* Exercise brief
Print every line of the material below word for word, with no changes.

* Extracted information
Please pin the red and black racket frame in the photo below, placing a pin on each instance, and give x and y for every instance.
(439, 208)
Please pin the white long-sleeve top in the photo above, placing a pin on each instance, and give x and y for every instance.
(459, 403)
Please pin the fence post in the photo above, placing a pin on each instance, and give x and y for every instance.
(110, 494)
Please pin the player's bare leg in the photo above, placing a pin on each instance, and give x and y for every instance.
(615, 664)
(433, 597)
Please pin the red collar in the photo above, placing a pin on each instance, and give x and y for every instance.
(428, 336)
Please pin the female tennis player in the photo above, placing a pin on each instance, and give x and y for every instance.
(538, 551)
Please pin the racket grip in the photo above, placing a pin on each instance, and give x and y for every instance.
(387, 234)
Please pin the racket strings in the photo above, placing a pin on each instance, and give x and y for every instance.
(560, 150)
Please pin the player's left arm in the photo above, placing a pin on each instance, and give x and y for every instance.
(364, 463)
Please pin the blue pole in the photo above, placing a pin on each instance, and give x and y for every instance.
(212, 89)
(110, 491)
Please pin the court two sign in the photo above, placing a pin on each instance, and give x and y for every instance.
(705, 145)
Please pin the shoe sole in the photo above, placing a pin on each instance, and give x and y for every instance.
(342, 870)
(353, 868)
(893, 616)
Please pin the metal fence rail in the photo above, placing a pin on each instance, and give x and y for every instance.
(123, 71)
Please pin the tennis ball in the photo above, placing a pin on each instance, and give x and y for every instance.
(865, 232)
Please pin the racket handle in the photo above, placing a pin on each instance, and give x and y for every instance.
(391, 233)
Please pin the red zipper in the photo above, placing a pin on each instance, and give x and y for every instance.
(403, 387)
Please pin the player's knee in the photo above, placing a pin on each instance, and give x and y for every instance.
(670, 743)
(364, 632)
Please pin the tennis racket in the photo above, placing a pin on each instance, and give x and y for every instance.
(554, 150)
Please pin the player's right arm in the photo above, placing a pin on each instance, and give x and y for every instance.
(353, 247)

* Output for this exercise
Please pin the red and black racket frame in the photo below, placing a pin on each instance, and give x and y for every instance.
(439, 208)
Please pin the white long-sleeve top in the photo above, placing a pin on each instance, and give x and y for every instance.
(459, 403)
Please pin the fence post in the photo above, placing a pin on each instance, and give x and y for every instance.
(110, 494)
Please pin the player's bare leg in the photo above, placing a pin on each instance, and give x and y for every instance.
(615, 664)
(433, 597)
Please pin the red collar in the photo above, placing a pin on each instance, and give x and y for every instance.
(428, 336)
Please pin the female tennis player in the photo above, placing a pin on each instance, and give x and y for every instance.
(538, 551)
Please pin the racket grip in the photo above, placing a pin on each instance, and give x and y for every instance.
(387, 234)
Please pin the racket strings in the photo above, placing a pin on each instance, and give x and y for every instance.
(560, 150)
Please pin the player's left arm in the photo above, placing a pin on each instance, and give x and y for every instance.
(364, 463)
Please pin the blue pole in the photo above, placing a pin on each instance, and give x and y for every instance.
(212, 89)
(110, 491)
Please pin the court two sign in the photo above, placing a pin on each instance, and give x and y for every instance.
(705, 145)
Please pin the shoe sole in the photo above, placing a pin on each instance, and give x and y for every instance.
(342, 870)
(353, 868)
(893, 616)
Please pin the metal fence rail in the photo above, placing a pin on each instance, and give x and y for every instance.
(123, 71)
Please pin the tennis ball in the photo above, placing a pin on each instance, and give x and y for every instance.
(865, 232)
Please pin the racket handle in the photo above, placing a pin on each instance, and give x and y for every instance.
(391, 233)
Please pin the red zipper in the photo above, placing a pin on each instance, and give x and y for every instance.
(403, 387)
Please pin the player's knee in the photo above, placing a pin on each instance, and give x and y for every instance.
(670, 743)
(364, 632)
Please pin the tennis racket in the photo above, placing a pin on each instance, and give x and y for every instance.
(554, 150)
Please pin the player's right arm in the photo above, placing a pin on each instance, and give x and y for every instance.
(353, 247)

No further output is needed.